Constraints on "everything existing"

From: Eric Hawthorne <egh.domain.name.hidden>
Date: Fri, 17 Jan 2003 09:40:03 -0800

Hal Finney wrote:

>the purpose of the list, to
>discuss the implications of the various ideas that "everything exists".
>Everything we say is implicitly prefaced by the conditional clause,
>"If all <whatever>s exist, then".
>
I would propose (as I layed out in some detail in a post about
3 months ago) that their are in fact many constraints on those
states-of-affairs that can be said to "exist".

I would put it this way: Only those states and state changes
capable of supporting communities of communicating intelligent
observers "exist". Other, weirder states only "potentially exist",
but a better way of saying it is that they are "partially
qualified to exist, but not fully". They are "partially qualified"
in the sense of being configurations of information, as are the
more self-consistent "existable" states, but they are not
self-consistent enough to exist.

This amounts to a definition of "exist" more than anything else.

Factors:

1. The "consistent enough to exist (and be commonly perceived)"
states must not only be able to support a single observer, but
the whole ecosystem of observers that allows that observer to
exist, and the whole physical set-up (planet, gravity, particular
gaseous mixtures, particular energy and temperature regimes etc)
that allows communities of intelligent agents to exist and observe.

Any state changes (at any time) that would deviate from the
maintenance of the consistent physical laws that allow for
conventional existence of stable emergent systems and
intelligent observers will be automatically disqualified
from full observable existence.

2. My contention is that this is an onerous constraint on
"fully existable states", and that the number of possible
configurations of such states is probably very limited.

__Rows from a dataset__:
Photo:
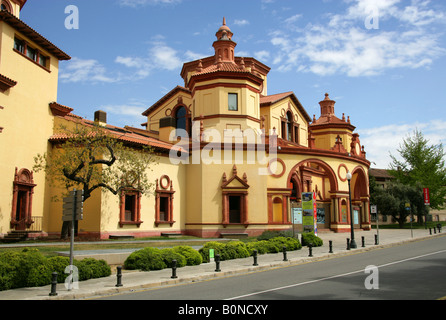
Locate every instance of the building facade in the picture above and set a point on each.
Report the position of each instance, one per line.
(247, 156)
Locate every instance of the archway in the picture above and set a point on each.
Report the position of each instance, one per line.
(314, 175)
(360, 198)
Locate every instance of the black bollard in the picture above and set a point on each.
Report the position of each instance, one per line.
(53, 285)
(217, 263)
(254, 254)
(174, 269)
(118, 276)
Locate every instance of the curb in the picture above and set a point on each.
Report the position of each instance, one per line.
(235, 272)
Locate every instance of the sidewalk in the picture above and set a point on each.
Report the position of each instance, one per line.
(136, 280)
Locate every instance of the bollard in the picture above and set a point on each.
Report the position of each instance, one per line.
(174, 269)
(284, 254)
(118, 276)
(254, 254)
(217, 263)
(53, 285)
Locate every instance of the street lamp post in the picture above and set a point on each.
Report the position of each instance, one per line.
(352, 230)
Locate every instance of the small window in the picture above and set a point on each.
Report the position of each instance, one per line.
(19, 45)
(233, 102)
(31, 53)
(42, 60)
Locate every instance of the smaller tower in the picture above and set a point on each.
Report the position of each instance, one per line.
(224, 46)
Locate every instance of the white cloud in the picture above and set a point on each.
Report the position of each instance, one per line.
(138, 3)
(380, 142)
(344, 44)
(85, 70)
(241, 22)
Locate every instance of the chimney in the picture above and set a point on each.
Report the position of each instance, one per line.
(100, 118)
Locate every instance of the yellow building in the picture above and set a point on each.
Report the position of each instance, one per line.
(248, 155)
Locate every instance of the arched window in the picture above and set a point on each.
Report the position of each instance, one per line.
(6, 6)
(290, 128)
(181, 122)
(289, 116)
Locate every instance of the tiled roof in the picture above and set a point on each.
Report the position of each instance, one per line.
(274, 97)
(121, 134)
(165, 98)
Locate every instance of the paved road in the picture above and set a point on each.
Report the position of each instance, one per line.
(411, 271)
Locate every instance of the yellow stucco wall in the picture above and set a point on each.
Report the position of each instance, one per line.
(26, 119)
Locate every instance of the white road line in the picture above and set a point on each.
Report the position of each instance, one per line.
(332, 277)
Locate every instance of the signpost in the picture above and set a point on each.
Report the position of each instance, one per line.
(73, 211)
(427, 200)
(309, 212)
(374, 210)
(407, 205)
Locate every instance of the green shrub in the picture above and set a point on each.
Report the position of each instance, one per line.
(145, 259)
(291, 244)
(234, 250)
(58, 264)
(7, 276)
(308, 238)
(204, 251)
(270, 234)
(193, 258)
(261, 246)
(169, 254)
(98, 268)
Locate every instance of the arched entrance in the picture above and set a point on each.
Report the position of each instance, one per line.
(313, 175)
(360, 199)
(23, 190)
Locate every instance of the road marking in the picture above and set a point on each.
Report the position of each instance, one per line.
(332, 277)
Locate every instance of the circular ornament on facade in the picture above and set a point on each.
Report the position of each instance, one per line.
(164, 182)
(274, 168)
(342, 174)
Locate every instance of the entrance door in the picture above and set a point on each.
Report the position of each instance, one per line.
(21, 210)
(235, 209)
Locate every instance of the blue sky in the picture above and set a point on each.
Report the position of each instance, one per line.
(383, 61)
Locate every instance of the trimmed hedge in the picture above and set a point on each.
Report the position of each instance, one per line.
(145, 259)
(193, 258)
(156, 259)
(29, 268)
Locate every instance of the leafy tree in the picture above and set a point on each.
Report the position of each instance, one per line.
(91, 157)
(392, 201)
(422, 163)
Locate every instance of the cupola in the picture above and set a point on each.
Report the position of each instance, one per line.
(224, 46)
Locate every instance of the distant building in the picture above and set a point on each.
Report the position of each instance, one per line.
(382, 178)
(213, 189)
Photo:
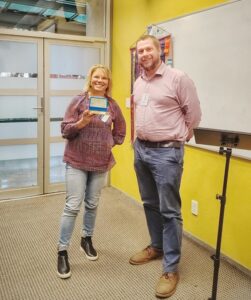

__EXERCISE TASKS__:
[a] According to the post, which states and state changes "exist"?
[b] Write out the stretch of the post from "that allows communities" through "probably very limited.", switching "disqualified" to "excluded".

__TASK-BY-TASK SOLUTIONS__:
[a] Only those capable of supporting communities of communicating intelligent observers.

[b]
that allows communities of intelligent agents to exist and observe.

Any state changes (at any time) that would deviate from the
maintenance of the consistent physical laws that allow for
conventional existence of stable emergent systems and
intelligent observers will be automatically excluded
from full observable existence.

2. My contention is that this is an onerous constraint on
"fully existable states", and that the number of possible
configurations of such states is probably very limited.